◆ **Excerpted passage**:
——
Re: Re: How to change output mode to Update

2016-05-17 Thread Saisai Shao
> .mode(SaveMode.Overwrite)

>From my understanding mode is not supported in continuous query.

def mode(saveMode: SaveMode): DataFrameWriter = {
  // mode() is used for non-continuous queries
  // outputMode() is used for continuous queries
  assertNotStreaming("mode() can only be called on non-continuous queries")
  this.mode = saveMode
  this
}


On Wed, May 18, 2016 at 12:25 PM, Todd  wrote:

> Thanks Ted.
>
> I didn't try, but I think SaveMode and OuputMode are different things.
> Currently, the spark code contain two output mode, Append and Update.
> Append is the default mode,but looks that there is no way to change to
> Update.
>
> Take a look at DataFrameWriter#startQuery
>
> Thanks.
>
>
>
>
>
>
> At 2016-05-18 12:10:11, "Ted Yu"  wrote:
>
> Have you tried adding:
>
> .mode(SaveMode.Overwrite)
>
> On Tue, May 17, 2016 at 8:55 PM, Todd  wrote:
>
>> scala> records.groupBy("name").count().write.trigger(ProcessingTime("30
>> seconds")).option("checkpointLocation",
>> "file:///home/hadoop/jsoncheckpoint").startStream("file:///home/hadoop/jsonresult")
>> org.apache.spark.sql.AnalysisException: Aggregations are not supported on
>> streaming DataFrames/Datasets in Append output mode. Consider changing
>> output mode to Update.;
>>   at
>> org.apache.spark.sql.catalyst.analysis.UnsupportedOperationChecker$.org$apache$spark$sql$catalyst$analysis$UnsupportedOperationChecker$$throwError(UnsupportedOperationChecker.scala:142)
——
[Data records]
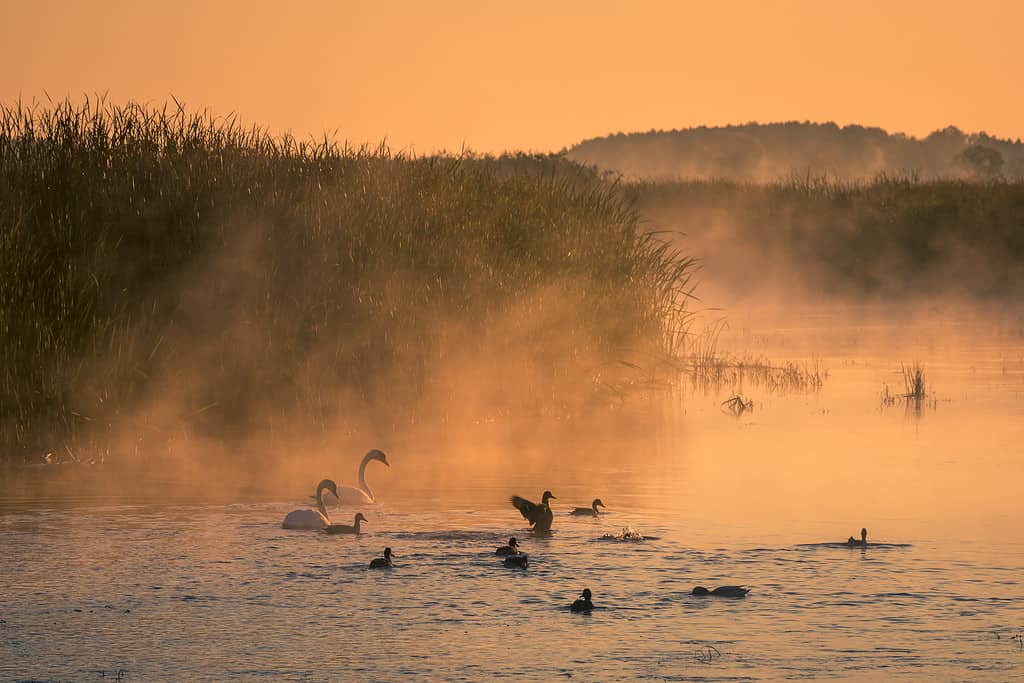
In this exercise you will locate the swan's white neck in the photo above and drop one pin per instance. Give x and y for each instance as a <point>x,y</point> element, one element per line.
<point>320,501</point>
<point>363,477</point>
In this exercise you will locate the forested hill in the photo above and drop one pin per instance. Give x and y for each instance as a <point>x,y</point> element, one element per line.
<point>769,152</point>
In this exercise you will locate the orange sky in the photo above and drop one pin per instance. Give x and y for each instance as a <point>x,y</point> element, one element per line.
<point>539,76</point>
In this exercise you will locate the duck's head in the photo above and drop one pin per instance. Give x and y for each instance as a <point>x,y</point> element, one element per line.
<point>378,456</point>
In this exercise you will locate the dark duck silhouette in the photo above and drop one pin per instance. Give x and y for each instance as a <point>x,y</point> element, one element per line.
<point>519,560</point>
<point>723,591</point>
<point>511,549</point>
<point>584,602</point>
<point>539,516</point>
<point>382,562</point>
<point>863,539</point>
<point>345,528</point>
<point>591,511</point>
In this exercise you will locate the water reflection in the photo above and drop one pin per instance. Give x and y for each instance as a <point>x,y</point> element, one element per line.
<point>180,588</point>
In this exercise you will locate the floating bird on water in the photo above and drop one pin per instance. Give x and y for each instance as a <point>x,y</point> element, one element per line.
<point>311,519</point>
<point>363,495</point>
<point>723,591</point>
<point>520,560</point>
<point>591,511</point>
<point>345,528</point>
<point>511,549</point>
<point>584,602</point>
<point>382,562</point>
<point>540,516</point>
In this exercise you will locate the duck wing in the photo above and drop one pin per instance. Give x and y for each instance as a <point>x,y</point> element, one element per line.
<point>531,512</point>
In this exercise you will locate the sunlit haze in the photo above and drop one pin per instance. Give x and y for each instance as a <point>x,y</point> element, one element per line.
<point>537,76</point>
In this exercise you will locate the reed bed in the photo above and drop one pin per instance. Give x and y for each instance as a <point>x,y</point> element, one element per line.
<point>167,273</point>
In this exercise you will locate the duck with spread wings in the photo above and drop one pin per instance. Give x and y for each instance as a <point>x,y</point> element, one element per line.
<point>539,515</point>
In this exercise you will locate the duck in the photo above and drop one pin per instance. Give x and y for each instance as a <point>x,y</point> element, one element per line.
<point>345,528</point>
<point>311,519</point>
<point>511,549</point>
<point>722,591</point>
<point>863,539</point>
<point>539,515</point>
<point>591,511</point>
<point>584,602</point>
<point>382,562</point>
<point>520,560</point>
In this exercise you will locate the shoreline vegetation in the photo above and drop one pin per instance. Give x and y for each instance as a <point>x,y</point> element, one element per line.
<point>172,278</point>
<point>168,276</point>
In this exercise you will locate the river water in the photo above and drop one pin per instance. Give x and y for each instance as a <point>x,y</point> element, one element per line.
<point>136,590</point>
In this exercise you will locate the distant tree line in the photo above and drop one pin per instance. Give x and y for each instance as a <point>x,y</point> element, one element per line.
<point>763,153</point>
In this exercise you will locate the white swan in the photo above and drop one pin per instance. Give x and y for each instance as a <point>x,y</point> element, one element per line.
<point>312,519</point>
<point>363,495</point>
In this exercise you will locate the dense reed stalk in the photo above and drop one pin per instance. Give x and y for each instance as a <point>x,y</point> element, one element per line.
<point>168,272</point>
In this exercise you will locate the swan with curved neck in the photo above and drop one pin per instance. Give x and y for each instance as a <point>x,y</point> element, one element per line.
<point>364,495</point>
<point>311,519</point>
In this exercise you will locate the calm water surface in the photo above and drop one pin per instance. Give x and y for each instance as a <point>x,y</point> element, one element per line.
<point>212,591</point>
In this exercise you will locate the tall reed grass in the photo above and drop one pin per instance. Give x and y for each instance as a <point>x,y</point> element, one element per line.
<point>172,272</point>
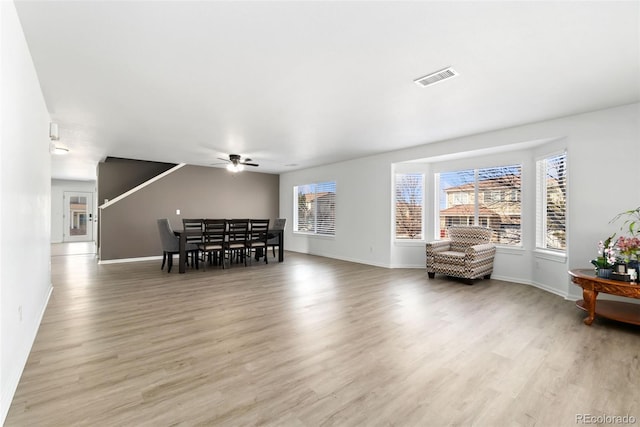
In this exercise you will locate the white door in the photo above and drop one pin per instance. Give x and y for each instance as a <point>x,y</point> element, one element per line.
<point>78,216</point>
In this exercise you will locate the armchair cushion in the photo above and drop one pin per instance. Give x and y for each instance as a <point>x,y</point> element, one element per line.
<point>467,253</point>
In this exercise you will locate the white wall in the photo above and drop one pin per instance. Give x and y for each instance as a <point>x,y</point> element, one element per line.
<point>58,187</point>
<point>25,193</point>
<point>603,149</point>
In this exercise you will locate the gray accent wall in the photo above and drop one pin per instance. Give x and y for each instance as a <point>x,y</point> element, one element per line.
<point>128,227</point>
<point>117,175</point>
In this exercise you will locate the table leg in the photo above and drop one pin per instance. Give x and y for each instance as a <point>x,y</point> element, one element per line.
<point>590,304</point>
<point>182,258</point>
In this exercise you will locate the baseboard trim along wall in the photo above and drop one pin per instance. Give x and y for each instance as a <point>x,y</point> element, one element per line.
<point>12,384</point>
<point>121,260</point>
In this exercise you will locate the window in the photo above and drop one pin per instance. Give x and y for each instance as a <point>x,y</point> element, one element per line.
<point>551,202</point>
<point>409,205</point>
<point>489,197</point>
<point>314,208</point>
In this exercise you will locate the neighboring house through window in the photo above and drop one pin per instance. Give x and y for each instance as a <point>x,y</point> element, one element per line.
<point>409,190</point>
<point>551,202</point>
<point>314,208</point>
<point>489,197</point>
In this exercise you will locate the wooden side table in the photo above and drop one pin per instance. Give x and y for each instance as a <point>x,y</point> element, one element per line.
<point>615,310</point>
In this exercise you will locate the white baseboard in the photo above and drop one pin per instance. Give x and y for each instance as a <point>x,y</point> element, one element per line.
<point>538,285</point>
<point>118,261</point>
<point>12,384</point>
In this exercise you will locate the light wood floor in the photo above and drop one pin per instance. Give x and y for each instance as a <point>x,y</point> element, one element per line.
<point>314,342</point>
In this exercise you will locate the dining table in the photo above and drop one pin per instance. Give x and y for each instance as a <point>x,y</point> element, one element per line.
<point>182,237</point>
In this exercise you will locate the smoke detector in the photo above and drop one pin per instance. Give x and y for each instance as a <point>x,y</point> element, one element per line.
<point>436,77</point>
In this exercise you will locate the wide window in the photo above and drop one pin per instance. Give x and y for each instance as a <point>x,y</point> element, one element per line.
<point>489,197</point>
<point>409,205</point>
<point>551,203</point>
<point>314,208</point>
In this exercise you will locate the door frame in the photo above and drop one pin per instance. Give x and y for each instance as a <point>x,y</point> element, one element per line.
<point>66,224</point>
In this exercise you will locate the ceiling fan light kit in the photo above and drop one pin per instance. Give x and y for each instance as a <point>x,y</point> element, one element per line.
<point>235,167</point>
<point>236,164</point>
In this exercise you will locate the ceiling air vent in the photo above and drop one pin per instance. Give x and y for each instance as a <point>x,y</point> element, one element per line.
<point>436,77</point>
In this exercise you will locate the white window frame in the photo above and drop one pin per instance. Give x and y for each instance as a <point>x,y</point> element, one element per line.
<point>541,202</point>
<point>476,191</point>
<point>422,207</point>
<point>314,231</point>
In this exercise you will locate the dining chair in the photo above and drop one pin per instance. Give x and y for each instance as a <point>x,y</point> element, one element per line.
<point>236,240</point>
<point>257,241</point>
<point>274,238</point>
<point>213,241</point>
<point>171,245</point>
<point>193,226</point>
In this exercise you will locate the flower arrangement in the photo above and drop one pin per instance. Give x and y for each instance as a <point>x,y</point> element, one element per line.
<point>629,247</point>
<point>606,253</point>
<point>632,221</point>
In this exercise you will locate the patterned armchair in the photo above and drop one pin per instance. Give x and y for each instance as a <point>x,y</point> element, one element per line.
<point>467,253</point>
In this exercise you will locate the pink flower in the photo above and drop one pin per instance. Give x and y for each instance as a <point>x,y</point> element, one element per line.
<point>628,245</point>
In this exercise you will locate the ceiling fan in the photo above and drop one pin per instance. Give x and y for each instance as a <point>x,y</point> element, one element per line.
——
◆ **Written problem 1**: Reproduce the part of the Spark output-mode thread that begins with the words containing "this.mode = saveMode" and ends with "are different things.".
◆ **Written problem 2**: Name every person shown writing a message in the Spark output-mode thread.
◆ **Written problem 3**: Write what comes next in the Spark output-mode thread, picking up after its final line.

◆ **Final result 1**:
this.mode = saveMode
  this
}


On Wed, May 18, 2016 at 12:25 PM, Todd  wrote:

> Thanks Ted.
>
> I didn't try, but I think SaveMode and OuputMode are different things.

◆ **Final result 2**: Saisai Shao, Todd, Ted Yu

◆ **Final result 3**:
>>   at
>> org.apache.spark.sql.catalyst.analysis.UnsupportedOperationChecker$$anonfun$checkForStreaming$1.apply(UnsupportedOperationChecker.scala:59)
>>   at
>> org.apache.spark.sql.catalyst.analysis.UnsupportedOperationChecker$$anonfun$checkForStreaming$1.apply(UnsupportedOperationChecker.scala:46)
>>   at
>> org.apache.spark.sql.catalyst.trees.TreeNode.foreachUp(TreeNode.scala:125)
>>   at
>> org.apache.spark.sql.catalyst.analysis.UnsupportedOperationChecker$.checkForStreaming(UnsupportedOperationChecker.scala:46)
>>   at
>> org.apache.spark.sql.ContinuousQueryManager.startQuery(ContinuousQueryManager.scala:190)
>>   at
>> org.apache.spark.sql.DataFrameWriter.startStream(DataFrameWriter.scala:351)
>>   at
>> org.apache.spark.sql.DataFrameWriter.startStream(DataFrameWriter.scala:279)
>>
>>
>> I brief the spark code, looks like there is no way to change output mode
>> to Update?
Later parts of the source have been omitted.